- _Aim_: Rewrite all the records below as one numbered list, skipping any blank lines and leaving out the picture lines.

- _Data excerpts_:
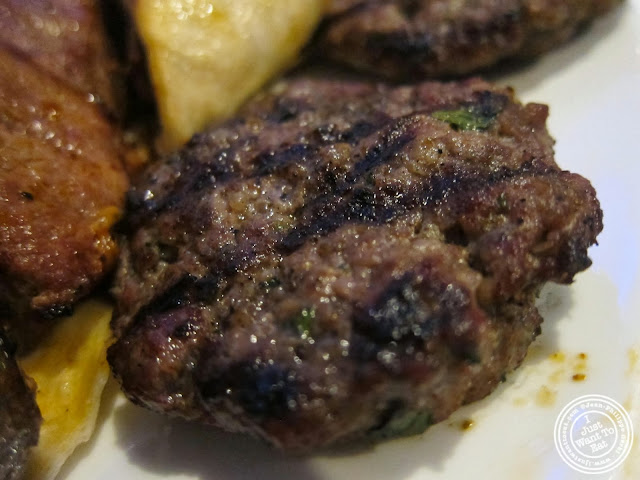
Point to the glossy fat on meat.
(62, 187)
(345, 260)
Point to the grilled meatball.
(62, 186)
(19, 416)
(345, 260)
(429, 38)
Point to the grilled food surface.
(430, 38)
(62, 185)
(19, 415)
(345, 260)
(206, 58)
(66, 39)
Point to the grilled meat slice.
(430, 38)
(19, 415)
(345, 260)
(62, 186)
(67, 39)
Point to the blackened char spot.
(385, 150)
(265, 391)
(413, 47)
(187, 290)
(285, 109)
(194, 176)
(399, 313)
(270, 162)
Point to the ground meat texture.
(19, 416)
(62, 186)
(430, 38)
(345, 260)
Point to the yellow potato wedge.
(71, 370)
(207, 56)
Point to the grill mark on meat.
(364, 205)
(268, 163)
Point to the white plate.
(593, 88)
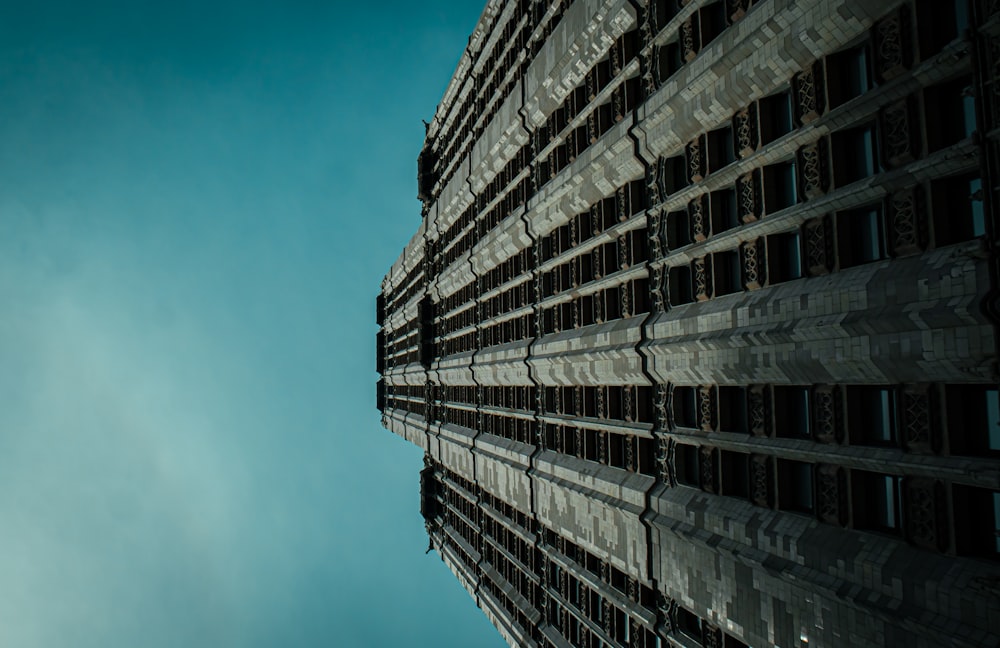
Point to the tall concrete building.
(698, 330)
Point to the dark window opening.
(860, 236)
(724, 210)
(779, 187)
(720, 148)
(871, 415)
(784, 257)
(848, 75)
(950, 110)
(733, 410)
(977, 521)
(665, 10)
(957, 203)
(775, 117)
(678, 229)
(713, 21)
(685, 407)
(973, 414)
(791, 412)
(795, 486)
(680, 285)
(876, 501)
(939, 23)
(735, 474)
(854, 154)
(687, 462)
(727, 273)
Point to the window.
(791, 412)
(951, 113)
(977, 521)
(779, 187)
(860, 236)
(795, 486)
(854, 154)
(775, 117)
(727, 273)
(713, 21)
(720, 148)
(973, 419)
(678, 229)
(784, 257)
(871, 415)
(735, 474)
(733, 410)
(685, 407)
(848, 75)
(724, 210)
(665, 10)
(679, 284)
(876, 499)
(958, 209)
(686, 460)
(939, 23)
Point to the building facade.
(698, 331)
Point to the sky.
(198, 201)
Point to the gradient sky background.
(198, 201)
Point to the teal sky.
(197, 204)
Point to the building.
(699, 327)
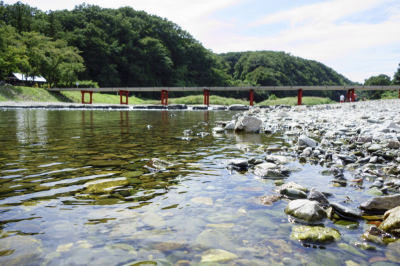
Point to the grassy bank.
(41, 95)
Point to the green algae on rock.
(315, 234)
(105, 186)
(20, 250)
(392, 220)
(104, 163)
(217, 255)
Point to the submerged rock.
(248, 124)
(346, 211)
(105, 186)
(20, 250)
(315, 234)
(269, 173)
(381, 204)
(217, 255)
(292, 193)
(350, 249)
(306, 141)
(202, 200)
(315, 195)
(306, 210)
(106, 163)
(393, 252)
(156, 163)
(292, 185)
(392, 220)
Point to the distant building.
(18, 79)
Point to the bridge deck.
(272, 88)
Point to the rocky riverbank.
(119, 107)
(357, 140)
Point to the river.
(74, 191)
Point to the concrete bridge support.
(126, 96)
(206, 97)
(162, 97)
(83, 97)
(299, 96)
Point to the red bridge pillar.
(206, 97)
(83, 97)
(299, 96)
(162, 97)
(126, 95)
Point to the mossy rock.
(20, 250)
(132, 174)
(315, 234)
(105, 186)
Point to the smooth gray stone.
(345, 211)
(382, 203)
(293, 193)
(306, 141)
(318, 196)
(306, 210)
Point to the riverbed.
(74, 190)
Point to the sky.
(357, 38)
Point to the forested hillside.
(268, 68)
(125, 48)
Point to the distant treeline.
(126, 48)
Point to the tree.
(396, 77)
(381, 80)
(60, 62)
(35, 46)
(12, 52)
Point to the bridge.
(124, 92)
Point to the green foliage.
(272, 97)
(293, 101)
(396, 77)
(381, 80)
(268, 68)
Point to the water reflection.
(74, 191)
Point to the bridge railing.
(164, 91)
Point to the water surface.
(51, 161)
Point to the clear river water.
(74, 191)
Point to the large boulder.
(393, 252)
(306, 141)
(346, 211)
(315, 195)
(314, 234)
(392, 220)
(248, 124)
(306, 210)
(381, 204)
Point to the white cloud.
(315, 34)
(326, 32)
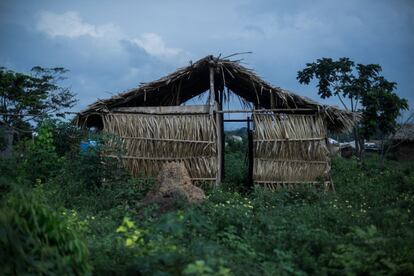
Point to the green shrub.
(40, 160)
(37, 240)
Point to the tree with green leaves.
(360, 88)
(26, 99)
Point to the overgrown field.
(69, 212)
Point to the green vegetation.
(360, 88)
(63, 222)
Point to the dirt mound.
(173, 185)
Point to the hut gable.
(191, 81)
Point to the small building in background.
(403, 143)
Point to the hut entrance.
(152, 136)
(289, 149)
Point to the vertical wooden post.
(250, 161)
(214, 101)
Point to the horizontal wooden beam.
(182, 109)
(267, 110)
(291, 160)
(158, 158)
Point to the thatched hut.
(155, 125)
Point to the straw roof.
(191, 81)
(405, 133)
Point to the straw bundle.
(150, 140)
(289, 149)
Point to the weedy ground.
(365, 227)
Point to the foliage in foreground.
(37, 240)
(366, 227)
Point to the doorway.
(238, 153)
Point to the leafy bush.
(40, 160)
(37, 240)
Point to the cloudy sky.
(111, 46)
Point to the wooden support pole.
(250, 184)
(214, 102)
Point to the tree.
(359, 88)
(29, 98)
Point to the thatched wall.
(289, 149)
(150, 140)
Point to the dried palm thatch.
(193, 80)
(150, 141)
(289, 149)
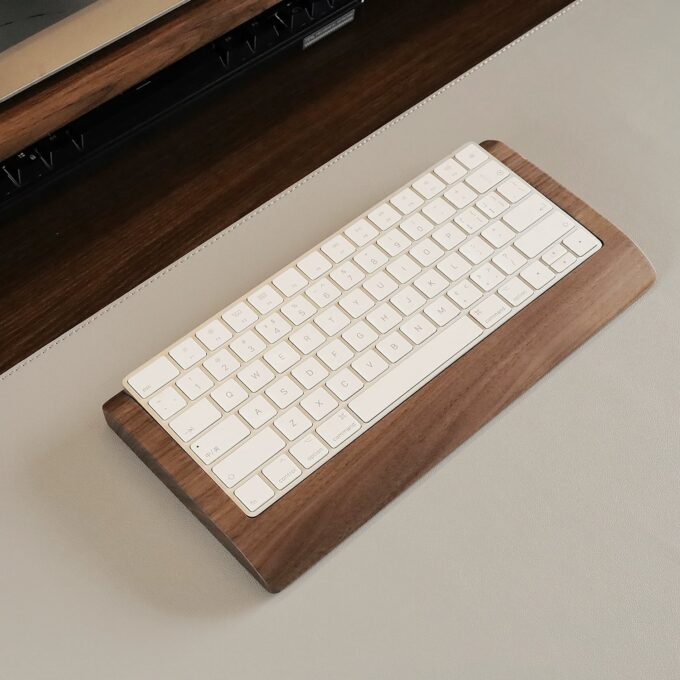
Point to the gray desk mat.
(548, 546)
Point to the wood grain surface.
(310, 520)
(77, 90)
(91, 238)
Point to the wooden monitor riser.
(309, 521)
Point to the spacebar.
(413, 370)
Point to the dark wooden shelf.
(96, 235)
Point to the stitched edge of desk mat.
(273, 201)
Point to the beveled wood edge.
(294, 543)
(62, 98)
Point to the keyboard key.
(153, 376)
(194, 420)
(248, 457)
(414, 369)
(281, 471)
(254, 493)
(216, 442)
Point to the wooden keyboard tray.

- _Task output_:
1. Point to the glossy fat on meat.
2. (62, 187)
3. (345, 260)
4. Point to the grilled meatball.
5. (62, 186)
6. (19, 416)
7. (345, 260)
8. (429, 38)
9. Point to the grilled food surface.
10. (430, 38)
11. (62, 185)
12. (19, 415)
13. (345, 260)
14. (206, 58)
15. (66, 39)
16. Point to the grilled meat slice.
17. (430, 38)
18. (19, 415)
19. (345, 260)
20. (62, 186)
21. (67, 39)
22. Point to the blackened char spot.
23. (385, 150)
24. (265, 391)
25. (413, 47)
26. (187, 290)
27. (285, 109)
28. (194, 176)
29. (399, 313)
30. (270, 162)
31. Point to the ground meat texture.
32. (19, 416)
33. (62, 186)
34. (430, 38)
35. (345, 260)
36. Point to the yellow potato wedge.
37. (71, 370)
38. (207, 56)
39. Point to the grill mark on meat.
40. (364, 205)
41. (268, 163)
42. Point to the white plate.
43. (593, 88)
44. Point to the tall concrete building.
45. (698, 330)
46. Point to the dark window opening.
47. (860, 236)
48. (724, 210)
49. (779, 187)
50. (720, 148)
51. (871, 415)
52. (784, 257)
53. (848, 75)
54. (950, 110)
55. (733, 410)
56. (977, 521)
57. (665, 10)
58. (957, 203)
59. (775, 117)
60. (678, 229)
61. (713, 21)
62. (685, 407)
63. (973, 414)
64. (791, 412)
65. (795, 486)
66. (680, 285)
67. (876, 501)
68. (939, 23)
69. (735, 474)
70. (854, 154)
71. (687, 462)
72. (727, 273)
73. Point to the window.
74. (791, 412)
75. (951, 113)
76. (977, 521)
77. (779, 187)
78. (860, 236)
79. (795, 486)
80. (854, 154)
81. (775, 117)
82. (727, 273)
83. (713, 21)
84. (720, 148)
85. (973, 419)
86. (678, 229)
87. (784, 257)
88. (871, 415)
89. (735, 474)
90. (733, 410)
91. (685, 407)
92. (848, 75)
93. (724, 210)
94. (665, 10)
95. (679, 284)
96. (876, 499)
97. (958, 209)
98. (686, 460)
99. (939, 23)
100. Point to the building facade.
101. (698, 331)
102. Point to the sky.
103. (198, 201)
104. Point to the gradient sky background.
105. (198, 201)
106. Point to the teal sky.
107. (197, 204)
108. Point to the building.
109. (699, 327)
110. Point to the grassy bank.
111. (41, 95)
112. Point to the green algae on rock.
113. (315, 234)
114. (105, 186)
115. (20, 250)
116. (392, 220)
117. (104, 163)
118. (217, 255)
119. Point to the submerged rock.
120. (248, 124)
121. (346, 211)
122. (105, 186)
123. (20, 250)
124. (315, 234)
125. (269, 173)
126. (381, 204)
127. (217, 255)
128. (292, 193)
129. (350, 249)
130. (306, 141)
131. (202, 200)
132. (315, 195)
133. (306, 210)
134. (106, 163)
135. (393, 252)
136. (156, 163)
137. (292, 185)
138. (392, 220)
139. Point to the distant building.
140. (18, 79)
141. Point to the bridge deck.
142. (272, 88)
143. Point to the rocky riverbank.
144. (119, 107)
145. (357, 140)
146. Point to the river.
147. (74, 191)
148. Point to the concrete bridge support.
149. (126, 96)
150. (206, 97)
151. (162, 97)
152. (83, 97)
153. (299, 96)
154. Point to the red bridge pillar.
155. (206, 97)
156. (83, 97)
157. (299, 96)
158. (162, 97)
159. (126, 95)
160. Point to the mossy rock.
161. (20, 250)
162. (132, 174)
163. (315, 234)
164. (105, 186)
165. Point to the smooth gray stone.
166. (345, 211)
167. (382, 203)
168. (293, 193)
169. (306, 141)
170. (318, 196)
171. (306, 210)
172. Point to the riverbed.
173. (74, 190)
174. Point to the sky.
175. (357, 38)
176. Point to the forested hillside.
177. (268, 68)
178. (125, 48)
179. Point to the distant treeline.
180. (126, 48)
181. Point to the tree.
182. (396, 77)
183. (381, 80)
184. (60, 62)
185. (35, 46)
186. (12, 52)
187. Point to the bridge.
188. (124, 92)
189. Point to the green foliage.
190. (272, 97)
191. (293, 101)
192. (396, 77)
193. (381, 80)
194. (268, 68)
195. Point to the water reflection.
196. (74, 191)
197. Point to the bridge railing.
198. (164, 91)
199. Point to the water surface.
200. (51, 161)
201. Point to the clear river water.
202. (74, 191)
203. Point to the large boulder.
204. (393, 252)
205. (306, 141)
206. (346, 211)
207. (315, 195)
208. (314, 234)
209. (392, 220)
210. (248, 124)
211. (306, 210)
212. (381, 204)
213. Point to the white cloud.
214. (315, 34)
215. (326, 32)
216. Point to the green shrub.
217. (40, 160)
218. (37, 240)
219. Point to the tree with green leaves.
220. (360, 88)
221. (26, 99)
222. Point to the overgrown field.
223. (69, 212)
224. Point to the green vegetation.
225. (360, 88)
226. (63, 222)
227. Point to the dirt mound.
228. (173, 185)
229. Point to the hut gable.
230. (191, 81)
231. Point to the small building in background.
232. (403, 143)
233. Point to the hut entrance.
234. (152, 136)
235. (289, 149)
236. Point to the vertical wooden post.
237. (250, 161)
238. (214, 101)
239. Point to the horizontal wooden beam.
240. (182, 109)
241. (267, 110)
242. (291, 160)
243. (158, 158)
244. Point to the thatched hut.
245. (155, 125)
246. Point to the straw roof.
247. (191, 81)
248. (405, 133)
249. Point to the straw bundle.
250. (150, 140)
251. (289, 149)
252. Point to the weedy ground.
253. (365, 227)
254. Point to the foliage in foreground.
255. (37, 240)
256. (366, 227)
257. Point to the doorway.
258. (238, 153)
259. Point to the leafy bush.
260. (40, 160)
261. (37, 240)
262. Point to the cloudy sky.
263. (111, 46)
264. Point to the wooden support pole.
265. (250, 184)
266. (214, 102)
267. Point to the tree.
268. (359, 88)
269. (29, 98)
270. Point to the thatched wall.
271. (289, 149)
272. (150, 140)
273. Point to the dried palm thatch.
274. (193, 80)
275. (150, 141)
276. (289, 149)
277. Point to the gray desk mat.
278. (548, 546)
279. Point to the wood grain surface.
280. (310, 520)
281. (77, 90)
282. (91, 238)
283. Point to the wooden monitor riser.
284. (309, 521)
285. Point to the spacebar.
286. (413, 370)
287. Point to the dark wooden shelf.
288. (96, 235)
289. Point to the stitched edge of desk mat.
290. (273, 201)
291. Point to the beveled wood edge.
292. (294, 543)
293. (62, 98)
294. Point to the keyboard key.
295. (153, 376)
296. (194, 420)
297. (248, 457)
298. (414, 369)
299. (281, 471)
300. (254, 493)
301. (216, 442)
302. Point to the wooden keyboard tray.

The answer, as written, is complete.